[Excerpts of pointing data]
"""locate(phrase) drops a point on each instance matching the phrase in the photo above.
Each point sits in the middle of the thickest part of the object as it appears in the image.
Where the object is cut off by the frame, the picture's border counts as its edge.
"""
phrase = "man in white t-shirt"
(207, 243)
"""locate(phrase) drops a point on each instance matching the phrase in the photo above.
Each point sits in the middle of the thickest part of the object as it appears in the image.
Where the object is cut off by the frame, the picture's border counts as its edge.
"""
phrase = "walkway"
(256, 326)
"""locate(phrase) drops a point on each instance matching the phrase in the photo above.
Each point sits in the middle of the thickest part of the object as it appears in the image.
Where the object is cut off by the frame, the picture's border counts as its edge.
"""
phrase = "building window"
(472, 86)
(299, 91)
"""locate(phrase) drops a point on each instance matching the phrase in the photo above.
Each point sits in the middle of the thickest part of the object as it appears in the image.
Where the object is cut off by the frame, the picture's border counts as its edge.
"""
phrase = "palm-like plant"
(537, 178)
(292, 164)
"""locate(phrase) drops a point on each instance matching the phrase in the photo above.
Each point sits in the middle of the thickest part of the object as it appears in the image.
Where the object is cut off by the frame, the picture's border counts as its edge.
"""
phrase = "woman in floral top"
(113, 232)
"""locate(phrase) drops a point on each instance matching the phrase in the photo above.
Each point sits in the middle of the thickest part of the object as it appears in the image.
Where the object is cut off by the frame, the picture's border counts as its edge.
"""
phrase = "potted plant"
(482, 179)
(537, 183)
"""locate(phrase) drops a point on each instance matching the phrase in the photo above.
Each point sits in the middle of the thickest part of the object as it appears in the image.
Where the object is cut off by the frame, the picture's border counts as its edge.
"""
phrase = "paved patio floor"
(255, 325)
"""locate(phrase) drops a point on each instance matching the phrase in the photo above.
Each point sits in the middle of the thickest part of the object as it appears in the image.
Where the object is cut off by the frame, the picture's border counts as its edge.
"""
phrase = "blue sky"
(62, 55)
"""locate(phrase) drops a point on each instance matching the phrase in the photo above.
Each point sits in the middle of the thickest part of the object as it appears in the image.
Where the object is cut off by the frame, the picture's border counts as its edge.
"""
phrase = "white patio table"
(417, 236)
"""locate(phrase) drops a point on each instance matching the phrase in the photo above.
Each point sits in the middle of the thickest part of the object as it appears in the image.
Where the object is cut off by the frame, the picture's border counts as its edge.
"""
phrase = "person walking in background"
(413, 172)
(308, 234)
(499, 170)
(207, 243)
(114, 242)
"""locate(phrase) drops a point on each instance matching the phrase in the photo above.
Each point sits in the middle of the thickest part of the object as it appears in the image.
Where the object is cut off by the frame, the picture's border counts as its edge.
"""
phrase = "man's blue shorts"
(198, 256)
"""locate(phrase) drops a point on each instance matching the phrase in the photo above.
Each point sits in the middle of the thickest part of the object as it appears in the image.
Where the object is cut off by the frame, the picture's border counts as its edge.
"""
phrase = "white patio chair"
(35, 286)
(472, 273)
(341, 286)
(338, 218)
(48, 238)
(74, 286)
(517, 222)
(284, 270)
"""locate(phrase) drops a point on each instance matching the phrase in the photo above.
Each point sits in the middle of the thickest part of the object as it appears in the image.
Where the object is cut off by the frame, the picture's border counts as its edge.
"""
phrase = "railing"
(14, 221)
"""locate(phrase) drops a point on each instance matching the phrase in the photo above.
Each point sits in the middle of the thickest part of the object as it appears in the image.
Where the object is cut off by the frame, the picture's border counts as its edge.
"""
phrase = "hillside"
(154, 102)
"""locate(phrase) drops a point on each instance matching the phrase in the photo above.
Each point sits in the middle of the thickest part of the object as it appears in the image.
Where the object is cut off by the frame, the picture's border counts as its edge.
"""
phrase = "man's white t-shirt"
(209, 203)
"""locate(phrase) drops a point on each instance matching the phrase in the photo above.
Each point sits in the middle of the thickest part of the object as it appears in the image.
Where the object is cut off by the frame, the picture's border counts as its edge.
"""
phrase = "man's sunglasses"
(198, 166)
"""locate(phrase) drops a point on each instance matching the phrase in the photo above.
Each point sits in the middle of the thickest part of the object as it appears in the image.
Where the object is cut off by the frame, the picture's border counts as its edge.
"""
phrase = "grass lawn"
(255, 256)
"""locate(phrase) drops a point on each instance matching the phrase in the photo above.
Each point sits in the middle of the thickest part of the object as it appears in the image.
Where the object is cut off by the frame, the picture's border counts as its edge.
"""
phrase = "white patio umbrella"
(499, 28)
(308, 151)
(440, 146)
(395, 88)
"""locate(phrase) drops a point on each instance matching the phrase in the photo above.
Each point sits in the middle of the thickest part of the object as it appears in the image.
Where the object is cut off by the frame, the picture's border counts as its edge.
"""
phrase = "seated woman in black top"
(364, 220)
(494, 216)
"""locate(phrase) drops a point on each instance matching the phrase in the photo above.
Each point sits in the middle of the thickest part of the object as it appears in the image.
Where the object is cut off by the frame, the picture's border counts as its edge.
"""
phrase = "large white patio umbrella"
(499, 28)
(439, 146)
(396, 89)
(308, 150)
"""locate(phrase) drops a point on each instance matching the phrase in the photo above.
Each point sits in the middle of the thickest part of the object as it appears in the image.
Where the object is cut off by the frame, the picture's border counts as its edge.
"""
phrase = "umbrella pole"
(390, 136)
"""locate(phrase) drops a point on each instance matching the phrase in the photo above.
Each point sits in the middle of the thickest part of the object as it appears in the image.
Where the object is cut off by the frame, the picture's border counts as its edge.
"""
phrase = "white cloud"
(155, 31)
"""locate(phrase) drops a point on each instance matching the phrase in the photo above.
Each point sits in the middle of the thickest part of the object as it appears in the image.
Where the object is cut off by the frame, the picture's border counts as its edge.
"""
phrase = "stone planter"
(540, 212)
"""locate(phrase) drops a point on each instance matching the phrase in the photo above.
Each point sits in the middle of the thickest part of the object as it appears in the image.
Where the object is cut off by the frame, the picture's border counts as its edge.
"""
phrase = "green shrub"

*Problem details*
Reproduce every record above exactly as it appears.

*Finished task*
"""locate(phrase) drops a point on each instance matching the phrase in the photo above.
Each point sits in the middle of the thickest part of the object as it appears in the image.
Where the object is cut off by the frame, the picture's border counts as its edge.
"""
phrase = "man in white t-shirt"
(207, 243)
"""locate(phrase) drops a point on each instance matching the phrase in the photo above.
Each point sits in the middle of the thickest part of the object as it appears in the image.
Where the object is cut off by the frame, the picture's border counts as its edge.
"""
phrase = "walkway"
(256, 326)
"""locate(phrase) drops a point on each instance matching the phrase in the photo above.
Each point sits in the middle of the thickest part of the object as it appears in the image.
Where the object is cut off by the frame, the picture's border counts as its edge.
"""
phrase = "building window"
(472, 86)
(299, 91)
"""locate(phrase) drops a point on each instance matching the phrase in the photo above.
Each point sits in the middle of the thickest part of the object as it appears in the image.
Where the object is cut off by the frame, the picture's border counts as its edge.
"""
phrase = "palm-like plant"
(537, 178)
(292, 164)
"""locate(phrase) drops a point on each instance matching the phrase in the photo above.
Each point sits in the middle of the thickest part of the object as it appears in the image.
Where the object is cut off by the frame, the picture's border counts as its edge.
"""
phrase = "woman in floral top"
(113, 232)
"""locate(phrase) drops a point on each instance matching the phrase in the photo above.
Each point sits in the middle of the thickest part of the object as it appears in the image.
Where the object is cut off by the frame, the picture's border counts as its edge.
"""
phrase = "potted plant"
(482, 179)
(537, 183)
"""locate(phrase) drops a point on each instance matching the phrase in the photo above.
Each point sits in the middle of the thickest part of the object as it appears in the image.
Where the object is cut off by the frame, the picture's border counts as its edge.
"""
phrase = "paved patio floor"
(255, 325)
"""locate(phrase) drops a point on each instance matching the phrase in the photo above.
Each point sits in the middle of the thickest part of the object as it appears in the image.
Where the object is cut off by the frame, the picture's border counts as its edge.
"""
phrase = "blue sky"
(62, 55)
"""locate(phrase) drops a point on each instance matching the phrase in the photo above.
Each point sits in the middle of the thickest part of the object as it appears in the image.
Where the object is cut off by the frame, the picture's border counts as its edge.
"""
phrase = "white patio table"
(417, 236)
"""locate(phrase) drops a point on each instance matching the phrase in the photo above.
Each point sits in the middle of the thickest part of the object as it appears in the image.
Where the object is cut off by the frame, the picture's border counts as its edge.
"""
phrase = "person walking in background"
(413, 172)
(308, 234)
(499, 170)
(207, 243)
(114, 242)
"""locate(phrase) drops a point on each instance matching the phrase in the photo above.
Each point sits in the middle of the thickest part of the object as it appears in the image.
Where the object is cut off by the frame, the picture's border counts as its edge.
"""
phrase = "man's blue shorts"
(198, 256)
"""locate(phrase) drops a point on each instance matching the phrase in the photo above.
Each point sits in the middle of the thickest part of the object as it appears in the image.
Where the object is cut off by the frame, the picture's border counts as its edge.
"""
phrase = "white patio chair"
(35, 286)
(472, 273)
(341, 286)
(338, 218)
(48, 238)
(74, 286)
(517, 222)
(284, 270)
"""locate(phrase) drops a point on each instance matching the phrase in the photo above.
Each point sits in the middle of the thickest part of the object as it appears in the image.
Where the object is cut off by the frame, the picture's border counts as its edge.
"""
phrase = "railing"
(14, 221)
"""locate(phrase) drops a point on each instance matching the phrase in the photo above.
Each point sits in the middle of the thickest part of the object as it appears in the image.
Where the object is cut off by the frame, the picture's border counts as its edge.
"""
phrase = "hillside"
(154, 102)
"""locate(phrase) drops a point on each instance matching the phrase in the photo above.
Each point sits in the middle of the thickest part of the object as it appears in the image.
Where the object is cut off by the frame, the picture's border counts as its edge.
"""
phrase = "man's white t-shirt"
(209, 203)
"""locate(phrase) drops a point on each instance matching the phrase in the photo above.
Each point sits in the middle of the thickest part of the object as it appears in the image.
Where the object is cut off by the frame, the picture's border counts as its edge.
"""
phrase = "man's sunglasses"
(198, 166)
"""locate(phrase) drops a point on each instance matching the phrase in the photo above.
Each point sits in the middle of the thickest part of the object as it appears in the image.
Where the object is cut off by the frame, the picture's border counts as its edge.
"""
phrase = "grass lawn"
(255, 256)
"""locate(phrase) drops a point on each instance matching the phrase in the photo above.
Each point sits in the middle of the thickest part of the object as it appears in the image.
Where the object is cut off by the frame, the picture's border counts as its edge.
"""
phrase = "white patio umbrella"
(499, 28)
(308, 151)
(440, 146)
(395, 88)
"""locate(phrase) drops a point on each instance matching the phrase in the photo above.
Each point sits in the middle of the thickest part of the object as it appears in the image.
Where the object is cut off by the frame, the picture's border counts as its edge.
"""
phrase = "seated woman in black top"
(364, 220)
(494, 216)
"""locate(phrase) drops a point on each instance matching the phrase in the photo above.
Each point sits in the middle of the thickest part of the object as it appears in the image.
Where the object is cut off by the frame, the picture's border counts as its edge.
"""
phrase = "large white patio umbrella"
(499, 28)
(439, 146)
(396, 89)
(308, 150)
"""locate(phrase) drops a point on each instance matching the phrase in the photo above.
Each point sits in the middle of the thickest part of the object as it appears in the image.
Where the object is cut off by the frame, the picture's border counts as its edge.
"""
phrase = "umbrella pole"
(390, 136)
"""locate(phrase) drops a point on each instance matching the phrase in the photo above.
Each point sits in the middle of the thickest part of the object as it appears in the image.
Where the object is cut off by the frame, the picture's border counts as its edge.
"""
phrase = "white cloud"
(155, 31)
"""locate(phrase) drops a point on each instance matching the phrase in the photo above.
Each point sits in the middle of the thickest part of the object as it appears in the image.
Where the object is cut off by the frame, the picture's border counts as its edge.
"""
phrase = "stone planter"
(540, 212)
"""locate(phrase) drops a point on each instance matching the phrase in the photo above.
Each point sits in the middle of the thickest part of the object as it appears in the image.
Where the object is cut off by the frame, the picture's border counts as its edge.
"""
phrase = "green shrub"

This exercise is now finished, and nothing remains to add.